## [SET EXERCISE]
Change "sofa" to "couch" in the records, from the line containing "Target: blue sofa" through the end, and give those lines back with nothing else altered.

Some records

------

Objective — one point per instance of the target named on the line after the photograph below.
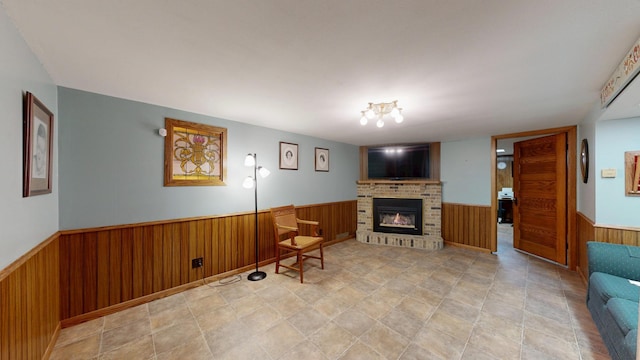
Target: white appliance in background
(505, 193)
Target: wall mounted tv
(398, 162)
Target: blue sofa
(612, 299)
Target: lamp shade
(264, 172)
(250, 160)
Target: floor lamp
(252, 182)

------

## [REPLY TO THE EXERCISE]
Target: blue couch
(612, 299)
Target: lamp shade
(264, 172)
(250, 160)
Target: floor lamp
(252, 182)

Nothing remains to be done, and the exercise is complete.